───── MATERIAL FOR THE TASK ─────

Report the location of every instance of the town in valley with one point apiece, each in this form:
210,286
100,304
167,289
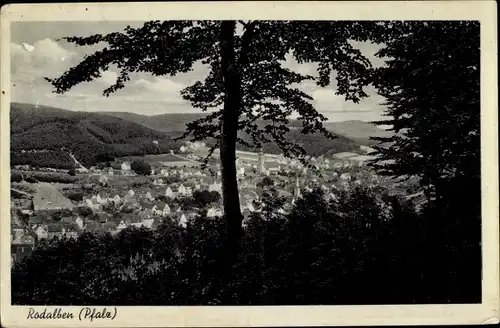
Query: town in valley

─────

WHAT TO DO: Reproduce the lines above verbatim, omitting the picture from your copy.

COMPLETED TASK:
Report the location of every instance of the town in valley with one point apiece, each in this form:
210,286
100,304
167,289
Query: town in valley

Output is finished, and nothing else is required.